▶ **Data excerpts**:
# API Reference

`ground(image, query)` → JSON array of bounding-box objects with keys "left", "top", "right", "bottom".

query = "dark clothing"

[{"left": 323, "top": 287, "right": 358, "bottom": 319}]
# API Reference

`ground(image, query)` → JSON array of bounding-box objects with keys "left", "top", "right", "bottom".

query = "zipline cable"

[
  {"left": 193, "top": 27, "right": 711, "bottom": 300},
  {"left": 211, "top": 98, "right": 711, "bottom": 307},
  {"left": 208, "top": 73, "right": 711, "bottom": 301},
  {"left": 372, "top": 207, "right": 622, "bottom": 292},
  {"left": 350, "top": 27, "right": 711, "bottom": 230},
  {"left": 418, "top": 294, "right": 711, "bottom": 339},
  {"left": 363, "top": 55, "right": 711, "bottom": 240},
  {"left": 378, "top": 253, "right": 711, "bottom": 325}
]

▶ **What this task involves**:
Scale the records above by writing out every line again, requests included, with each bounding-box coordinate in the answers multiplied by 1.2 and rounded to a whole number (halves round up). Leave all other text and numbers unchanged.

▶ **Result for this task**:
# API Reference

`ground(image, query)` → JSON array of bounding-box objects with keys "left", "top", "right", "bottom".

query = "dark clothing"

[{"left": 388, "top": 344, "right": 430, "bottom": 383}]
# API Reference

`ground(image, query)` → JSON array of bounding-box objects with keys "left", "top", "right", "bottom".

query = "zipline cable"

[
  {"left": 232, "top": 32, "right": 853, "bottom": 360},
  {"left": 253, "top": 118, "right": 853, "bottom": 368},
  {"left": 250, "top": 88, "right": 853, "bottom": 361},
  {"left": 446, "top": 248, "right": 746, "bottom": 350},
  {"left": 420, "top": 32, "right": 853, "bottom": 276},
  {"left": 502, "top": 353, "right": 853, "bottom": 407},
  {"left": 436, "top": 66, "right": 853, "bottom": 288},
  {"left": 454, "top": 304, "right": 853, "bottom": 390}
]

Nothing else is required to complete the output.